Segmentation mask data
....................

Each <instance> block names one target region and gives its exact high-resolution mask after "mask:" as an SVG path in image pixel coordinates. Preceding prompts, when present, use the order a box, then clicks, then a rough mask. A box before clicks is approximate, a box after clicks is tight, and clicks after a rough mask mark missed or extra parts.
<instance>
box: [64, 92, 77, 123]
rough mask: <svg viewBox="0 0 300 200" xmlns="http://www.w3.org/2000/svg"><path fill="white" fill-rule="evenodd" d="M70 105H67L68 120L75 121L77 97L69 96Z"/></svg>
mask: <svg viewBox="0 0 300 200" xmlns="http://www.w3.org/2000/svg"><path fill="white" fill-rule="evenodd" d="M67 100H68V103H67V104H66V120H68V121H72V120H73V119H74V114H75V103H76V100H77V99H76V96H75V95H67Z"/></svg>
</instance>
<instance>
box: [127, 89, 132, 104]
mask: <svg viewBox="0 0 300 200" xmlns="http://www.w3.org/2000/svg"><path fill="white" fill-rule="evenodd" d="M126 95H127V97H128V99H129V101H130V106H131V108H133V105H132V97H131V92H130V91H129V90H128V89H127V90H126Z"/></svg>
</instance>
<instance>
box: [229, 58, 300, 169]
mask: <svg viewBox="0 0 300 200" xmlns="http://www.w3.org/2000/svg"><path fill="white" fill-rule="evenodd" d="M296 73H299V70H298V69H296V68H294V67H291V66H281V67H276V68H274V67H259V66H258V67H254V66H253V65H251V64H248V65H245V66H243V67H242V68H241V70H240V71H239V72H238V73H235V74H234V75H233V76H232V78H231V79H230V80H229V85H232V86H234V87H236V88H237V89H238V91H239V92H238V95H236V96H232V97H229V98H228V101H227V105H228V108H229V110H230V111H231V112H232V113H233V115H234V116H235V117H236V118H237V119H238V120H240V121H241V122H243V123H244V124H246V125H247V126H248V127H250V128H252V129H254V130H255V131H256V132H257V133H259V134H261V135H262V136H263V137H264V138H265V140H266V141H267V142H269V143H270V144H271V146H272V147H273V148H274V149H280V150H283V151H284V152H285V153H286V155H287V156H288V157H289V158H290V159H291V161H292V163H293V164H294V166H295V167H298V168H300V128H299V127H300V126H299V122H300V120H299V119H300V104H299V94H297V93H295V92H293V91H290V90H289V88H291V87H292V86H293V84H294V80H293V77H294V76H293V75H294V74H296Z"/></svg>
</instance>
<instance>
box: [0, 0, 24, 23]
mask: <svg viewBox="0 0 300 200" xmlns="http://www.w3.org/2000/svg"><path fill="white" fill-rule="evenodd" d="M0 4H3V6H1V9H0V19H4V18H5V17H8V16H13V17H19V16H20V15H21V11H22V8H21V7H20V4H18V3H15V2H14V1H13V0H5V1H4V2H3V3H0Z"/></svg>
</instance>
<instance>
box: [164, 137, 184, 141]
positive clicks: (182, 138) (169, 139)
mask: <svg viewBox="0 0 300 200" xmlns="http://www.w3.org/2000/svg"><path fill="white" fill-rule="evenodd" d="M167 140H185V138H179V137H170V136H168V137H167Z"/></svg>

....................

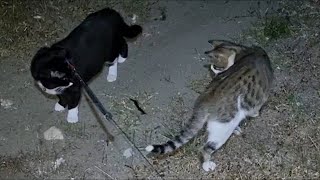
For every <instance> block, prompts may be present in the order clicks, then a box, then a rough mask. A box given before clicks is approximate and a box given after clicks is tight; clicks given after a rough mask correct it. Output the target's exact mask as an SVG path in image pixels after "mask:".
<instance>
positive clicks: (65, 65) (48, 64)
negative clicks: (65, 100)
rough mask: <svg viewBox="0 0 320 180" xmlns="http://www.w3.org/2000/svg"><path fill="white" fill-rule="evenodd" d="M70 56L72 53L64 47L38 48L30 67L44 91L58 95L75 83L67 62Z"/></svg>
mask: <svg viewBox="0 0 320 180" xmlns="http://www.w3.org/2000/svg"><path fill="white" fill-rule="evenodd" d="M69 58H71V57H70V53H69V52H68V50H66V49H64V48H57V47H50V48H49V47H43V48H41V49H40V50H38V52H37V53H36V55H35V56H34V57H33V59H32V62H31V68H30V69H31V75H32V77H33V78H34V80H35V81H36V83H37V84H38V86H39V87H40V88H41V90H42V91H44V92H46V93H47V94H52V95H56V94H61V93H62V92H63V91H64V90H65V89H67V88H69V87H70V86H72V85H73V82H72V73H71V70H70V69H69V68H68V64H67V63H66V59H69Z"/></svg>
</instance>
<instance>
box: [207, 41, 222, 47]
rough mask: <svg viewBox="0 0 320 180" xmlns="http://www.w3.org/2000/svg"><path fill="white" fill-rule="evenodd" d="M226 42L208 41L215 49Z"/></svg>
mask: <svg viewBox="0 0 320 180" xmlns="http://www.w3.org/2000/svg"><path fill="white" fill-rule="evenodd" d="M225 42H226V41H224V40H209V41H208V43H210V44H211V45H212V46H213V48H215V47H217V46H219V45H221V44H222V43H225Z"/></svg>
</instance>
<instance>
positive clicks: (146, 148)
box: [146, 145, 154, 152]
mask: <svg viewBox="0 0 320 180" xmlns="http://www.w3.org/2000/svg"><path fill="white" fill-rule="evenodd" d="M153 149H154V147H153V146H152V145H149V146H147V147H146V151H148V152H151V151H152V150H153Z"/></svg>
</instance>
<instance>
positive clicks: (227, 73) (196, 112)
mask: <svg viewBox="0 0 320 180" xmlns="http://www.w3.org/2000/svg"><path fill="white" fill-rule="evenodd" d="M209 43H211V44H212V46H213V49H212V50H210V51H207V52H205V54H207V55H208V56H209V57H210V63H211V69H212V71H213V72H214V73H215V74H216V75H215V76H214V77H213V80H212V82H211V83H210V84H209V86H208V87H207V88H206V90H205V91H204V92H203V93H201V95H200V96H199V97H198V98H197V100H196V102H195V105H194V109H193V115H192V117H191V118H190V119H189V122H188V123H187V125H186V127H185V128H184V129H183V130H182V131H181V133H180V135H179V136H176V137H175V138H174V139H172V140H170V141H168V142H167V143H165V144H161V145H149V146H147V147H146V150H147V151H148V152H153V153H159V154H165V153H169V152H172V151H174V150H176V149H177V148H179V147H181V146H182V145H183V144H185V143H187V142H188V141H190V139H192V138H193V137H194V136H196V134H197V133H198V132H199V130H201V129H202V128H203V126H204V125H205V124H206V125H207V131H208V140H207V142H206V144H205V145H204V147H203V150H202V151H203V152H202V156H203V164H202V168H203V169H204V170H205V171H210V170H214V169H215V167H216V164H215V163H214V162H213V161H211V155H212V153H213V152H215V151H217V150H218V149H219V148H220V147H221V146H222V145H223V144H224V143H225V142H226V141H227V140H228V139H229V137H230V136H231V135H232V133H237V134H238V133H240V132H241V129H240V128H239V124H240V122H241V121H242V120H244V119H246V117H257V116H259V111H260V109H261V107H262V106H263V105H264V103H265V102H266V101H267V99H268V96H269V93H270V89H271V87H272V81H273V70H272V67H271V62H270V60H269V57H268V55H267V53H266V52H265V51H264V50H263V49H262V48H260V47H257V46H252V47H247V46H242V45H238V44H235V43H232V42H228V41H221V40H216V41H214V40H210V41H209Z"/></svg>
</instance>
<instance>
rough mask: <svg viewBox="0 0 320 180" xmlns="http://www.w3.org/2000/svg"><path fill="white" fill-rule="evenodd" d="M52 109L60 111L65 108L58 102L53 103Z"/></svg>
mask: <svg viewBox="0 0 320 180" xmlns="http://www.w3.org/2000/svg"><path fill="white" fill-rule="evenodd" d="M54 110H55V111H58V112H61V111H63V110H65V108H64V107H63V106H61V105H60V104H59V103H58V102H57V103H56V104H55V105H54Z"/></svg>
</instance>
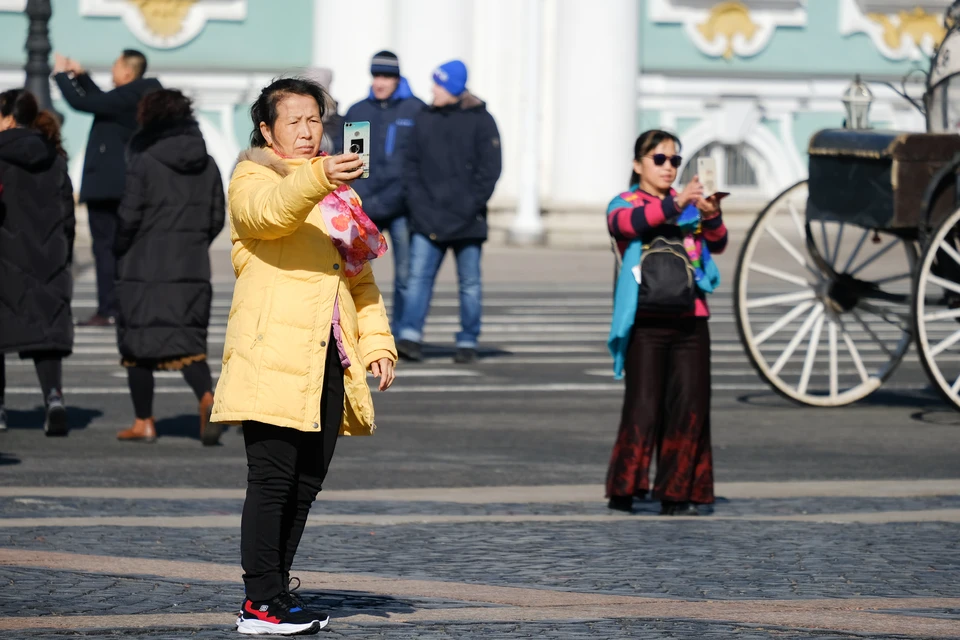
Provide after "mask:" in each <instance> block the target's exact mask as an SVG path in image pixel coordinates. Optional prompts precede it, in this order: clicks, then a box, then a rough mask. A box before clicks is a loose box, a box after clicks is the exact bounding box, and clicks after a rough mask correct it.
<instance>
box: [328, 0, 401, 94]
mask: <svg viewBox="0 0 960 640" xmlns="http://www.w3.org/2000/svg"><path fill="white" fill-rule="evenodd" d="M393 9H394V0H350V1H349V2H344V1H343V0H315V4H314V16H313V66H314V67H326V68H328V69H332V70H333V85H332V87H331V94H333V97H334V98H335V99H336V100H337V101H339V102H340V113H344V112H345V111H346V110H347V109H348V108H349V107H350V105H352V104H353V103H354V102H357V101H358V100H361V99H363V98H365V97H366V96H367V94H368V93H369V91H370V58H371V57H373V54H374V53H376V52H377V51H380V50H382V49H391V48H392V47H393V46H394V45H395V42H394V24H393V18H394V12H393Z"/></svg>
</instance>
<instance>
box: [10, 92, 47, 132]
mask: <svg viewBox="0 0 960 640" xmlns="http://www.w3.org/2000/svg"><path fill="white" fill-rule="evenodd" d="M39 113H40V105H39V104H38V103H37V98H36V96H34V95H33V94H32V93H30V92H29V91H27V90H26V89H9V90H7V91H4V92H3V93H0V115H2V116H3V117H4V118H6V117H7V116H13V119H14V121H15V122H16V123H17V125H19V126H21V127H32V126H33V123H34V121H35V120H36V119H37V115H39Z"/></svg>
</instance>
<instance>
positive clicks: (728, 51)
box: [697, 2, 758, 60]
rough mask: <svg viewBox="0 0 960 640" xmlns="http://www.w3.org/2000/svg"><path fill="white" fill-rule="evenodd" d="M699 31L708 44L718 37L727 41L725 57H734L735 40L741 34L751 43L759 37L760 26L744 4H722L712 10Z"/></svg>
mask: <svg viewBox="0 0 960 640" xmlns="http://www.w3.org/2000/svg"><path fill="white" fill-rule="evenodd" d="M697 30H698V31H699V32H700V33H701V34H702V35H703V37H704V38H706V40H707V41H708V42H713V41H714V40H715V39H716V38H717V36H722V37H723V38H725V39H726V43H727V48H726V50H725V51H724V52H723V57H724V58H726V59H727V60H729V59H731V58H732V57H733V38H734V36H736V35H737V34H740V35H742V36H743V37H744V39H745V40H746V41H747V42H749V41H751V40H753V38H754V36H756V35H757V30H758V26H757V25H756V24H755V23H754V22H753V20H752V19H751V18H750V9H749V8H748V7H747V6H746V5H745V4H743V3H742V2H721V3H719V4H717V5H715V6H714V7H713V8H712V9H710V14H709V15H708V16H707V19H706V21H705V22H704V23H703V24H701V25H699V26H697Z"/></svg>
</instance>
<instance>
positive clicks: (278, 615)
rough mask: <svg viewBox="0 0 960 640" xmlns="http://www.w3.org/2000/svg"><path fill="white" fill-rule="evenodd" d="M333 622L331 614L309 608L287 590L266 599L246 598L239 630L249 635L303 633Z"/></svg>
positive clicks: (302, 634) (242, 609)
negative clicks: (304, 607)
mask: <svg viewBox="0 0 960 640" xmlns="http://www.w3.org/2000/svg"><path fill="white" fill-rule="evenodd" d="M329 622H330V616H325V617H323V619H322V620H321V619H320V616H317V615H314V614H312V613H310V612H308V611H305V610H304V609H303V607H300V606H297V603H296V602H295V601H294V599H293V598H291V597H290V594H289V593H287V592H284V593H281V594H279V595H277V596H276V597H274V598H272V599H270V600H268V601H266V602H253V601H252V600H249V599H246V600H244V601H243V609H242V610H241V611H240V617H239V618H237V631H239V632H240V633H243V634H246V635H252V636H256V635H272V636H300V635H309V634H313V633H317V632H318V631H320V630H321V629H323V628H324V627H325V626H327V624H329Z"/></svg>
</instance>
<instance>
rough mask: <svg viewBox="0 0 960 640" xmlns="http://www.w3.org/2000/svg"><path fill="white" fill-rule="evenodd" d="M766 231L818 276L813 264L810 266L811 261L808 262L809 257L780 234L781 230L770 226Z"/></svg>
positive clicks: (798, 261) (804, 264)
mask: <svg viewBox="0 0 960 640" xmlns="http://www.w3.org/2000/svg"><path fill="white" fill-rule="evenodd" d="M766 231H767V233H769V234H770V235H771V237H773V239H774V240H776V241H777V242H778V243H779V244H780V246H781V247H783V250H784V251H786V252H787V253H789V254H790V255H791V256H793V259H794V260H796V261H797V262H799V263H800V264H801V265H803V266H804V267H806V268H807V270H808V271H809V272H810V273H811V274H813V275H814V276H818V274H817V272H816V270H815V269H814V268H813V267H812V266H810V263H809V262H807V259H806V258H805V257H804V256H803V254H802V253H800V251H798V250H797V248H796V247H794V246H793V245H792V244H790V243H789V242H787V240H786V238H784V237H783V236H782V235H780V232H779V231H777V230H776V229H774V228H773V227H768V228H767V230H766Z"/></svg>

....................

» **TO DO**
Please give the number of lines in the entries that contain the word "present", and nothing besides it.

» **RESULT FOR THIS EXERCISE**
2